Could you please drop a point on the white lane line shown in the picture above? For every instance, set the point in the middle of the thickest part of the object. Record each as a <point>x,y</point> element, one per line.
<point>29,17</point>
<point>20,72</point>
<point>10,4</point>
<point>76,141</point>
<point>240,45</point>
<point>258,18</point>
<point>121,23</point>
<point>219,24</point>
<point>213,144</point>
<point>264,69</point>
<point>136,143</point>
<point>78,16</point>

Your task:
Put every line of the data above into a JSON list of strings, with one string per line and any blank lines left out.

Task output:
[
  "Could you please drop a point on the white lane line shown in the picture above? For every instance, set the point in the middle of the thickest part of the object. Record each as a <point>x,y</point> element, one per line.",
  "<point>29,17</point>",
  "<point>20,72</point>",
  "<point>10,4</point>",
  "<point>76,141</point>",
  "<point>240,45</point>",
  "<point>258,18</point>",
  "<point>121,23</point>",
  "<point>219,24</point>",
  "<point>213,144</point>",
  "<point>264,69</point>",
  "<point>136,143</point>",
  "<point>78,16</point>"
]